───── Provided passage

Resident education in surgery continues to evolve. Driven by a number of factors, including regulated hours of work, trainees’ expectations regarding lifestyle during training, the introduction of rotation-specific objectives and finally the incorporation of the CANMEDS 2000 objectives into postgraduate training across Canada, fundamental changes in how surgical education is delivered are occurring in all programs. As a consequence of these changes, the Royal College has become more receptive to meeting the different demands and needs of the various specialties in terms of content and delivery of educational materials that provide the basic objectives of training (which in turn are usually written by the appropriate specialty committee).
In the face of these numerous changes in education, it is time to rethink our current methods of evaluation. In most surgical specialties, the method of evaluation has not changed. Over the course of the resident’s training, evaluation includes:
college-mandated in-training evaluation reports
a supporting letter from the program director at the conclusion of training
a final in-training evaluation report
documentation of satisfactory completion of training (required for the candidate to sit the qualifying examination)
the qualifying examination (written and sometimes oral)
The Qualifying Examination looms large throughout the resident’s career, assuming ever more importance as the final years of training begin. With the qualifying examination now occurring in the final months of residency, many trainees find clinical experience in their final year of training severely compromised by the need to study. To complicate matters, in many specialties the final examination consists of both written and oral segments, necessitating hours of preparation by means of mock oral examinations to teach the candidate “examanship” — perhaps a more important attribute for success on the final oral examination than a knowledge of surgery.
It’s time that we and the College rethought this form of evaluation. There is scant evidence to support the oral examination as a satisfactory surrogate for close personal observation by skilled individuals over the several years of residency training. Who would know better the surgical qualities of trainees: someone who subjects them to a gruelling 90-minute oral examination in an artificial environment or someone who has had an opportunity to work with them over several months or even years in a variety of circumstances? The answer seems intuitively obvious, and one has to wonder why we persist in this “all-or-nothing” oral examination at the end of 5, 6 or 7 years of training.

──────────
───── Dataset

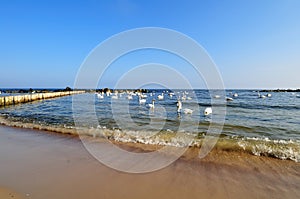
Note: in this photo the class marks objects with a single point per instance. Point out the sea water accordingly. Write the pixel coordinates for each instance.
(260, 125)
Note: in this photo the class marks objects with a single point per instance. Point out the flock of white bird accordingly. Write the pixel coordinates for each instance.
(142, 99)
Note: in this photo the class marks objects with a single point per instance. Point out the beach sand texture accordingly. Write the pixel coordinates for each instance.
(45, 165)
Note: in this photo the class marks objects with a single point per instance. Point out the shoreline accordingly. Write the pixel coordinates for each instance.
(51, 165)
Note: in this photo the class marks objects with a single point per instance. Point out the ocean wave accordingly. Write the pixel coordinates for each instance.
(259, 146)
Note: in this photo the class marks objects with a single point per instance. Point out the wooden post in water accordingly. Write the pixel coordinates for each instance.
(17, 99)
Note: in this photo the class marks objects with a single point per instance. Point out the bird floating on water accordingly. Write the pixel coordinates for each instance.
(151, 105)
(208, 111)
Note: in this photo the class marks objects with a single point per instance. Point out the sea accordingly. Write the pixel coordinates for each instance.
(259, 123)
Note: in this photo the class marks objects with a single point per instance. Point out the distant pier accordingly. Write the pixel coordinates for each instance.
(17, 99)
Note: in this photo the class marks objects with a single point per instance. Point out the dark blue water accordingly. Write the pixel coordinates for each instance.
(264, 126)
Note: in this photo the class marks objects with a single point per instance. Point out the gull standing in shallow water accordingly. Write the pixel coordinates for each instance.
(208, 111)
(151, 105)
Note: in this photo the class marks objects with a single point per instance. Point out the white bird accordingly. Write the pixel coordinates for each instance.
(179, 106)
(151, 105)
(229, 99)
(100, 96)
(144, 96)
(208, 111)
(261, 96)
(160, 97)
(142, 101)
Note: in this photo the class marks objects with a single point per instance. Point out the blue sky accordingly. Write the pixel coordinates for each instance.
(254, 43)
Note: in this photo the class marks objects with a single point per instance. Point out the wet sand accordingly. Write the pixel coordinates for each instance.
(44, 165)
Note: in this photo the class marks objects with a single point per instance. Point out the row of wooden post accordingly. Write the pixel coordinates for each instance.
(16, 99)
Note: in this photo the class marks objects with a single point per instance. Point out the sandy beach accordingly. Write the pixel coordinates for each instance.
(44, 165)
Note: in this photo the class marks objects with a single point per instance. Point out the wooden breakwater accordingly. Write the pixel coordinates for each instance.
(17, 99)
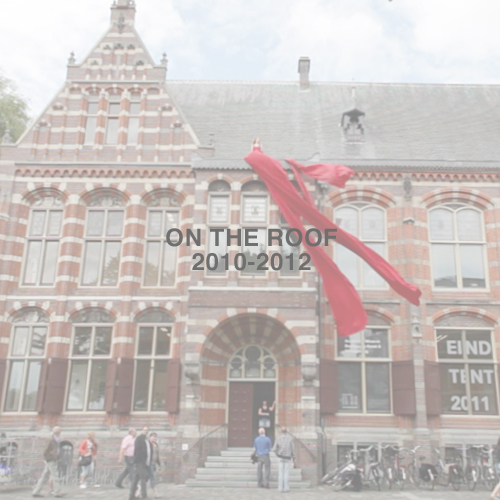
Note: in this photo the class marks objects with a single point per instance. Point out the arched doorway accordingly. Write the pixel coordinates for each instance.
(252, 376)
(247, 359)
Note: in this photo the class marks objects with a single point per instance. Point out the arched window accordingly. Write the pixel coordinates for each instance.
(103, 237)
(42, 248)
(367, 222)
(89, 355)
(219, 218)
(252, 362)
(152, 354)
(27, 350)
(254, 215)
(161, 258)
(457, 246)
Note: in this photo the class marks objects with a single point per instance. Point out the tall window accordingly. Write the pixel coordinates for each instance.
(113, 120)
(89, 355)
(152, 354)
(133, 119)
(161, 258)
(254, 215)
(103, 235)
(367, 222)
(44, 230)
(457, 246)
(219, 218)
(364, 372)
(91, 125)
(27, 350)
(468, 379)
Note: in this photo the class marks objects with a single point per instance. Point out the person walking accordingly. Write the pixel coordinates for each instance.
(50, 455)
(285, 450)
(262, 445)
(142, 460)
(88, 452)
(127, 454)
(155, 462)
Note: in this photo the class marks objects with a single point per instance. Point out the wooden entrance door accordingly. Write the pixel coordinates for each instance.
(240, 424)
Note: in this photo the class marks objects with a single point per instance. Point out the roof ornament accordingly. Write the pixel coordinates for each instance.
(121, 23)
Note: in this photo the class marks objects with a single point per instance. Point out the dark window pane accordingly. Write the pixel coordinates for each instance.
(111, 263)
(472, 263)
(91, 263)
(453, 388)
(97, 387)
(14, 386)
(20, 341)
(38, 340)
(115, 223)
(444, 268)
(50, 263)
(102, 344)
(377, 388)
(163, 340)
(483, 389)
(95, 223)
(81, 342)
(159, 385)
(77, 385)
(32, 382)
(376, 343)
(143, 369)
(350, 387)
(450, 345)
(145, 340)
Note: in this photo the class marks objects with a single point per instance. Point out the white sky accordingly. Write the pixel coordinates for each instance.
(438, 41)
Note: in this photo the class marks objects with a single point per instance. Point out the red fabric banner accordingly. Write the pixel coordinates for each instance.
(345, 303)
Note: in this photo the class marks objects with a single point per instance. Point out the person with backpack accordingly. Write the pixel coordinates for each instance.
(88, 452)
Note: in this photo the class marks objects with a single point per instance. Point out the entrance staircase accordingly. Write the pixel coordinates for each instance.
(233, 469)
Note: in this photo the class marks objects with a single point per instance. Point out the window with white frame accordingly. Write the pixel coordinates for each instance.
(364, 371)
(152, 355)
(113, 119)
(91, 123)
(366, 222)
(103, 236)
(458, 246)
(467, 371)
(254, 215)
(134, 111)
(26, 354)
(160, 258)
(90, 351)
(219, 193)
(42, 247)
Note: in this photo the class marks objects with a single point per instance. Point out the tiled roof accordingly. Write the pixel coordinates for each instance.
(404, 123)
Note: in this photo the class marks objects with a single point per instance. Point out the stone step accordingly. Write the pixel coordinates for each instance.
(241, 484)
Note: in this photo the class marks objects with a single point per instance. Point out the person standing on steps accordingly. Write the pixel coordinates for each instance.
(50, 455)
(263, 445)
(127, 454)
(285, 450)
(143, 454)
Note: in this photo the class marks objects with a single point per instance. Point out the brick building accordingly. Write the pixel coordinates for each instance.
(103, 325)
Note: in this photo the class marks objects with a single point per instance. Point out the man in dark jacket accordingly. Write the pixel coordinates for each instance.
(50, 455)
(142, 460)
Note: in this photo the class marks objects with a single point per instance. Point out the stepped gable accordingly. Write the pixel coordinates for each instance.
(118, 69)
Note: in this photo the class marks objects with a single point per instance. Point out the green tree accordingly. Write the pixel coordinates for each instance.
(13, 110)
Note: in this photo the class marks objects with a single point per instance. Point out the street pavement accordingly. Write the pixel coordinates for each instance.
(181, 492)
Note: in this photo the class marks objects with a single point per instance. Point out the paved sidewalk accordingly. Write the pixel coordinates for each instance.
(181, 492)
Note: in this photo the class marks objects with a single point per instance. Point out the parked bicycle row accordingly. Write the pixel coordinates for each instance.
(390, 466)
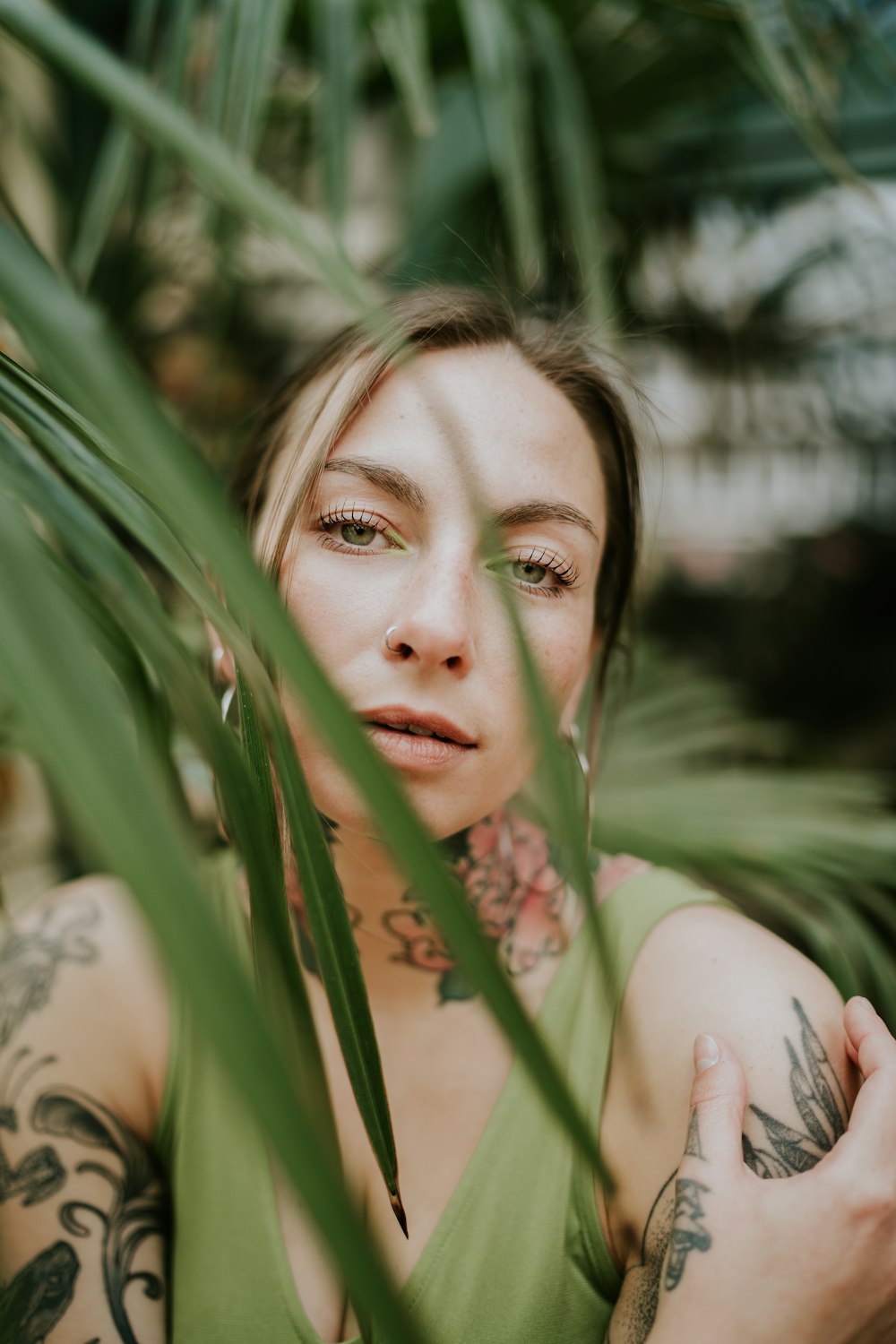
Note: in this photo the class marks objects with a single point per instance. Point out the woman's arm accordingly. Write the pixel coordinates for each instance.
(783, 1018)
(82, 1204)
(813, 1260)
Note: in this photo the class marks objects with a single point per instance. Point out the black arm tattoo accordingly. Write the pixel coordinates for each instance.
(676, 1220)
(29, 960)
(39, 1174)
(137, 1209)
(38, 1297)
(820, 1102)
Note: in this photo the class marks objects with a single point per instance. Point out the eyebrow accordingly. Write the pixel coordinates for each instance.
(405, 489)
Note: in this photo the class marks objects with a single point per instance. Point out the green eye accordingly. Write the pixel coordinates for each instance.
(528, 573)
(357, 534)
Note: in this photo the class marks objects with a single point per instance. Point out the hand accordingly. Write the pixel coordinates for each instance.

──────────

What you will do:
A – In the passage on surgical resident evaluation, retype everything from "It’s time that" down to "years of training.".
B – According to the passage on surgical resident evaluation, when in residency does the qualifying examination now take place?
C – Pick up the passage on surgical resident evaluation at the point where it stops and keep writing.

Per-task outputs:
A –
It’s time that we and the College rethought this form of evaluation. There is scant evidence to support the oral examination as a satisfactory surrogate for close personal observation by skilled individuals over the several years of residency training. Who would know better the surgical qualities of trainees: someone who subjects them to a gruelling 90-minute oral examination in an artificial environment or someone who has had an opportunity to work with them over several months or even years in a variety of circumstances? The answer seems intuitively obvious, and one has to wonder why we persist in this “all-or-nothing” oral examination at the end of 5, 6 or 7 years of training.

B – In the final months of residency.

C –
It would be far more sensible for the College to mandate yearly examinations for all surgical trainees. Let’s imagine this scenario: at the end of first year, the Qualifying Examination Part II; at the end of second year, the Principles of Surgery examination; and then each subsequent year, a specialty-specific examination for the appropriate year of surgical training. This would have a number of advantages, not the least of which would be the ability of the training program to spot the struggling resident who lacks adequate knowledge to be advanced to the next level of training. We do this routinely in every other educational environment, and it seems paradoxical that we don’t apply the same type of assessment annually to surgical trainees that we do to high school students. The annual examination would also promote good study habits among trainees and have them working throughout their residency on knowledge acquisition rather “cramming” in the last 18 months of their surgical training.
I think this is an idea whose time has come: regular assessment by written examination throughout the course of the residency, with a matriculation examination at the end of the final year of training and a supporting letter from the program director attesting to the trainee’s clinical skills and ability to function as a consultant surgeon.
The surgical community should encourage the College to continue its progress not only in the delivery of surgical education but also in the assessment of the value of such education.